▸ **Required work**: Output every line of the material exactly, omitting images.

▸ **Records for the exercise**:
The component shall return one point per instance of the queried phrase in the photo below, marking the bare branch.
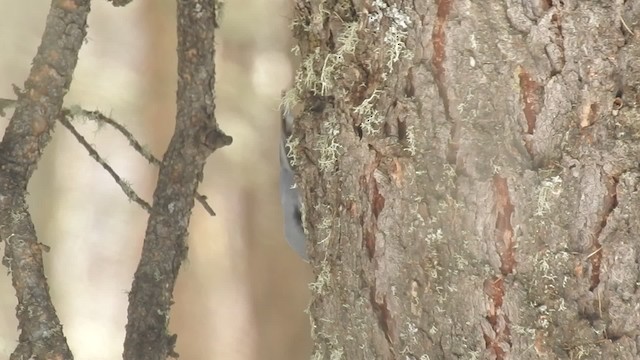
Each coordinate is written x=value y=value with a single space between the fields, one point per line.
x=126 y=188
x=100 y=118
x=25 y=138
x=196 y=137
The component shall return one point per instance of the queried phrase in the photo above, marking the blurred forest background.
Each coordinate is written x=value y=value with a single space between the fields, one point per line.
x=242 y=292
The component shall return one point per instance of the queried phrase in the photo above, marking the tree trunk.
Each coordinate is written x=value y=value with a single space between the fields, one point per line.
x=469 y=171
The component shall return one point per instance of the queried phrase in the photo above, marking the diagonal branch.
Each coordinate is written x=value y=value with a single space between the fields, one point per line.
x=196 y=136
x=25 y=138
x=126 y=188
x=135 y=144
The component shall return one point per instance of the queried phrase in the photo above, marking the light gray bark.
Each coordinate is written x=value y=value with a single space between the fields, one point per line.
x=469 y=177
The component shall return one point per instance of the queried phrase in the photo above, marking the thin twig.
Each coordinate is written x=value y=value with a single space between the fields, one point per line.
x=100 y=118
x=131 y=194
x=25 y=139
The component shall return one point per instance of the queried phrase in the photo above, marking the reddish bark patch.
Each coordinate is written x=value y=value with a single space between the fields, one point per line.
x=438 y=40
x=377 y=203
x=374 y=204
x=530 y=100
x=494 y=289
x=609 y=204
x=528 y=90
x=505 y=242
x=381 y=309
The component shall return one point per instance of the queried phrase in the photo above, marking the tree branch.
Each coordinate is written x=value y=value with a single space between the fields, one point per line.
x=126 y=188
x=135 y=144
x=26 y=136
x=196 y=137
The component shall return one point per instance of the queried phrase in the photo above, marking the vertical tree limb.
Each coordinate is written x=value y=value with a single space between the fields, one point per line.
x=25 y=138
x=196 y=137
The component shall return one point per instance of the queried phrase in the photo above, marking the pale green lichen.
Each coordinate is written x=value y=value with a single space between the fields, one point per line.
x=327 y=146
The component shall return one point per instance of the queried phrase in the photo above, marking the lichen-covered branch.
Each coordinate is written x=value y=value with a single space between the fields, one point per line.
x=196 y=137
x=26 y=136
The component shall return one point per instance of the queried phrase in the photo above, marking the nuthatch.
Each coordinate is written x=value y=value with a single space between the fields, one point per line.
x=289 y=195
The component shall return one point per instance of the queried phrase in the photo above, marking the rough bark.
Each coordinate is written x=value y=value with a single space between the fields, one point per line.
x=470 y=175
x=29 y=132
x=196 y=136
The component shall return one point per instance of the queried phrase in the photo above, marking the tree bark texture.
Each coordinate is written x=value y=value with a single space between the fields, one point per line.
x=28 y=133
x=196 y=136
x=470 y=177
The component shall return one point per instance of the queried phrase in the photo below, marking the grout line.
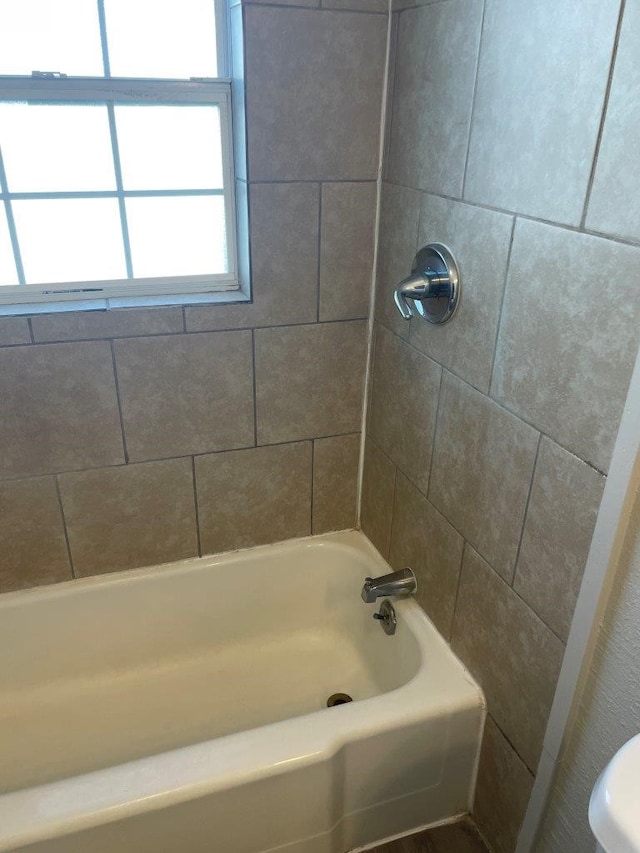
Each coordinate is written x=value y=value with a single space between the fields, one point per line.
x=119 y=400
x=374 y=267
x=149 y=461
x=318 y=270
x=499 y=403
x=393 y=507
x=465 y=544
x=435 y=433
x=315 y=8
x=142 y=336
x=255 y=388
x=322 y=179
x=313 y=477
x=473 y=99
x=573 y=229
x=393 y=503
x=603 y=117
x=195 y=499
x=508 y=740
x=526 y=511
x=502 y=303
x=64 y=526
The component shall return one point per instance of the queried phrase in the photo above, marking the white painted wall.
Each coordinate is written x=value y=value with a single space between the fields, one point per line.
x=609 y=711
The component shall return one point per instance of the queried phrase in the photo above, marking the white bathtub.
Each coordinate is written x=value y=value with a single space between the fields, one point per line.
x=182 y=709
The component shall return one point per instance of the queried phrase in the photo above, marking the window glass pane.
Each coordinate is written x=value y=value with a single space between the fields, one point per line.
x=43 y=35
x=171 y=147
x=74 y=240
x=56 y=148
x=161 y=38
x=8 y=273
x=177 y=236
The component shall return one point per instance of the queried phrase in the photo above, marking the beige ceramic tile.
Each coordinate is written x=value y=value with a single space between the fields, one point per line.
x=59 y=409
x=397 y=246
x=562 y=364
x=482 y=467
x=309 y=380
x=253 y=497
x=346 y=249
x=511 y=652
x=480 y=241
x=503 y=790
x=561 y=515
x=376 y=510
x=614 y=206
x=529 y=151
x=335 y=482
x=459 y=837
x=404 y=402
x=380 y=6
x=107 y=324
x=423 y=539
x=434 y=80
x=32 y=541
x=14 y=330
x=391 y=77
x=186 y=394
x=314 y=88
x=130 y=516
x=284 y=259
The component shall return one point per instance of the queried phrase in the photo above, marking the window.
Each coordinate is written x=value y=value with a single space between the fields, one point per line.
x=116 y=154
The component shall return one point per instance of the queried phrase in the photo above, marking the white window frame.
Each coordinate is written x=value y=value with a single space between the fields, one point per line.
x=50 y=89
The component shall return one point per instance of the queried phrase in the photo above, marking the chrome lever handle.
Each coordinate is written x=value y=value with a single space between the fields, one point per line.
x=433 y=286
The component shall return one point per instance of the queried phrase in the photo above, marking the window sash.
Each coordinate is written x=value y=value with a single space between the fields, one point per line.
x=113 y=91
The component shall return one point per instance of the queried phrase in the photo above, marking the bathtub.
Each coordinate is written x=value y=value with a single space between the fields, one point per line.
x=182 y=709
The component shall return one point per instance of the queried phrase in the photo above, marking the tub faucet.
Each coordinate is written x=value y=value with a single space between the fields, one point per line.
x=402 y=582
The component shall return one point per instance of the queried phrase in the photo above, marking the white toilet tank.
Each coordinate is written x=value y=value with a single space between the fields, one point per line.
x=614 y=809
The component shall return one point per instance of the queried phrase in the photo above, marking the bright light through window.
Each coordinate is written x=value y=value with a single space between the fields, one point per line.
x=104 y=182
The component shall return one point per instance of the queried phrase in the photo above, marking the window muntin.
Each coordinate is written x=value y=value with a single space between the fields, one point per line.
x=158 y=152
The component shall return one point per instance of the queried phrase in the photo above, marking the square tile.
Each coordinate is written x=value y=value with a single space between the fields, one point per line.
x=482 y=468
x=346 y=249
x=434 y=82
x=562 y=512
x=59 y=409
x=511 y=652
x=119 y=323
x=614 y=206
x=253 y=497
x=479 y=240
x=130 y=516
x=424 y=540
x=14 y=330
x=284 y=262
x=397 y=246
x=376 y=510
x=186 y=394
x=538 y=160
x=404 y=403
x=32 y=540
x=503 y=790
x=309 y=380
x=313 y=75
x=335 y=482
x=559 y=365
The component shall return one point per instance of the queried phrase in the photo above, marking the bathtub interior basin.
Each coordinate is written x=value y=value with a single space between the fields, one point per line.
x=183 y=698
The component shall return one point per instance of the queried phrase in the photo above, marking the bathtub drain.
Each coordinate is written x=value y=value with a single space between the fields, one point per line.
x=338 y=699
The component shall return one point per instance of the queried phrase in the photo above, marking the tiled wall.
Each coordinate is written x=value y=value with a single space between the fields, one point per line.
x=149 y=435
x=489 y=438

▸ **Reply**:
The component shall return one point per instance of the queried phrase in the photo below, marking the bare branch.
Each coordinate is written x=value y=value with a single space between the fields, one point per line.
x=126 y=188
x=100 y=118
x=25 y=138
x=196 y=137
The component shall return one point per instance of the queried phrase in the photo above, marking the blurred forest background.
Each coordinate is written x=value y=value with a single space between the fields, one point per line.
x=242 y=292
The component shall return one point per instance of the queried phrase in the photo above, marking the tree trunk.
Each coordinate is written x=value y=value with a single space between the fields, one point per line.
x=469 y=171
The component shall return one point per instance of the queried phrase in the photo above, marking the diagonal branch.
Each coordinate is written x=value y=value with a single space between the fields, one point per line.
x=196 y=136
x=25 y=138
x=126 y=188
x=135 y=144
The component shall return one point per instance of the queried phrase in the photo above, marking the light gray bark.
Each coordinate is written x=value y=value with a single space between the fields, one point per line.
x=469 y=177
The component shall return one point per instance of the queried phrase in the photo above, marking the thin twig.
Each coordinate is written x=value y=value with a single space between the fields, one point per line.
x=100 y=118
x=131 y=194
x=25 y=139
The component shall return one point per instance of the queried phrase in the photo above, marking the reddish bark patch.
Each coordinate is written x=value y=value with a single space between the fields, one point per line.
x=438 y=40
x=377 y=203
x=374 y=204
x=530 y=100
x=494 y=289
x=609 y=204
x=528 y=90
x=505 y=242
x=381 y=309
The component shall return one point per instance of the queried phrase in the photo above, marking the tree branch.
Each coordinate is written x=value y=value with a single space between the fields, one point per line.
x=126 y=188
x=135 y=144
x=26 y=136
x=196 y=137
The component shall return one point per instance of the queried phrase in the photo above, marking the vertical tree limb.
Each coordinate is written x=value y=value with a single space between the fields, one point per line.
x=25 y=138
x=196 y=137
The component shall return one point per instance of the queried phrase in the photo above, marking the pale green lichen.
Each coordinate is written x=value y=value with a single space between the fields, one point per line.
x=327 y=146
The component shall return one point per instance of the queried phrase in the photo above, marking the lichen-covered branch.
Each coordinate is written x=value y=value with a single space between the fields, one point per line.
x=196 y=137
x=26 y=136
The component shall return one point per instance of the queried phrase in the photo above, marking the nuthatch.
Each coordinate is written x=value y=value with a single space between the fields, one point per line.
x=289 y=195
The component shall return one point per instance of the queried phrase in the photo above, marking the rough bark.
Each coordinate is written x=value y=value with a single space between the fields, one point per line.
x=470 y=175
x=29 y=132
x=196 y=136
The component shall return one point per instance of the queried phrase in the photo above, marking the tree bark texture.
Each coordinate is written x=value y=value with a single space between the fields, one point per line.
x=28 y=133
x=196 y=136
x=470 y=177
The component shall return one point per instance of the queried phrase in the photo below, marking the grout line.
Each coordinate is written x=value y=value with a single space between the fields, one point per line.
x=119 y=400
x=374 y=267
x=149 y=461
x=318 y=270
x=499 y=403
x=393 y=507
x=465 y=544
x=435 y=433
x=315 y=8
x=142 y=336
x=255 y=388
x=322 y=179
x=313 y=477
x=473 y=99
x=573 y=229
x=393 y=503
x=603 y=117
x=195 y=499
x=508 y=740
x=526 y=511
x=502 y=303
x=64 y=526
The component shall return one point per instance of the queried phrase in the photo above, marking the white painted wall.
Each coordinate is written x=value y=value with a single space between the fields, one point per line.
x=609 y=711
The component shall return one point per instance of the queried phrase in the photo above, marking the white bathtub.
Each coordinate is written x=value y=value with a single space between the fields, one point per line.
x=182 y=709
The component shall return one point per instance of the queried phrase in the photo above, marking the window glass pane.
Each coordinate is written x=value y=value with a single space between the fields, one point per line.
x=43 y=35
x=171 y=147
x=74 y=240
x=56 y=148
x=161 y=38
x=8 y=273
x=177 y=236
The component shall return one point per instance of the queried phrase in the photo above, marking the beige ceramic tile.
Each coordinate is written x=value y=value with a single space between the fields, one point per line.
x=59 y=409
x=397 y=246
x=562 y=364
x=482 y=467
x=309 y=380
x=253 y=497
x=346 y=249
x=511 y=652
x=480 y=241
x=503 y=790
x=561 y=515
x=376 y=510
x=614 y=206
x=529 y=151
x=335 y=482
x=459 y=837
x=404 y=402
x=380 y=6
x=107 y=324
x=423 y=539
x=434 y=80
x=32 y=541
x=14 y=330
x=391 y=77
x=186 y=394
x=314 y=88
x=130 y=516
x=284 y=259
The component shall return one point per instance of the queried phrase in the photo above, marking the window.
Each coordinate is written x=value y=value with a single space between the fields, one point per line.
x=116 y=154
The component shall return one point per instance of the queried phrase in the photo above, marking the white window frame.
Each coordinate is written x=value y=value with a single space between the fields, one point per line.
x=50 y=89
The component shall return one point per instance of the queried phrase in the photo above, marking the chrome lever handle.
Each coordinate is written x=value y=value with a single space between the fields, one point per line.
x=433 y=286
The component shall return one point per instance of the queried phrase in the photo above, marking the window sash.
Each coordinate is written x=value y=value with a single space between the fields, one point per line.
x=113 y=91
The component shall return one point per instance of the queried phrase in the photo above, marking the bathtub.
Each coordinate is written x=value y=value with a single space between the fields, one point per line.
x=182 y=709
The component shall return one point per instance of the queried phrase in the photo above, marking the tub faucet.
Each coordinate is written x=value y=value with a single space between the fields, one point per line.
x=402 y=582
The component shall return one point per instance of the queried phrase in the photo above, marking the white toilet tank.
Each coordinate is written x=value y=value with a single space between the fields, one point per line.
x=614 y=809
The component shall return one point per instance of the queried phrase in the photo above, marking the bright light through window.
Each coordinate is written x=value y=value with a single space between the fields, one point per line.
x=104 y=182
The component shall return one point per instance of the queried phrase in the photo above, marking the window muntin.
Each coordinate is written x=value y=value with a single space between the fields, one point per line.
x=158 y=152
The component shall return one point per instance of the queried phrase in the photo above, marking the square tile.
Each coordinate is written x=value y=value with a single space between the fields, one point per line.
x=482 y=468
x=346 y=249
x=434 y=82
x=562 y=512
x=59 y=409
x=511 y=652
x=119 y=323
x=614 y=206
x=253 y=497
x=479 y=240
x=130 y=516
x=424 y=540
x=14 y=330
x=284 y=262
x=397 y=246
x=376 y=510
x=186 y=394
x=538 y=160
x=404 y=403
x=32 y=540
x=503 y=790
x=309 y=380
x=313 y=75
x=335 y=482
x=559 y=365
The component shall return one point per instance of the queried phrase in the photo above, marking the bathtub interior basin.
Each coordinate is written x=value y=value with a single space between the fields, one point per line.
x=183 y=698
The component shall return one point per instance of the queried phrase in the photo above, marking the bathtub drain.
Each coordinate is written x=value y=value with a single space between the fields, one point per line.
x=338 y=699
The component shall return one point per instance of the queried phrase in the photo above, marking the tiled wall.
Each coordinate is written x=value y=value with a single space between the fields, one point per line.
x=149 y=435
x=489 y=438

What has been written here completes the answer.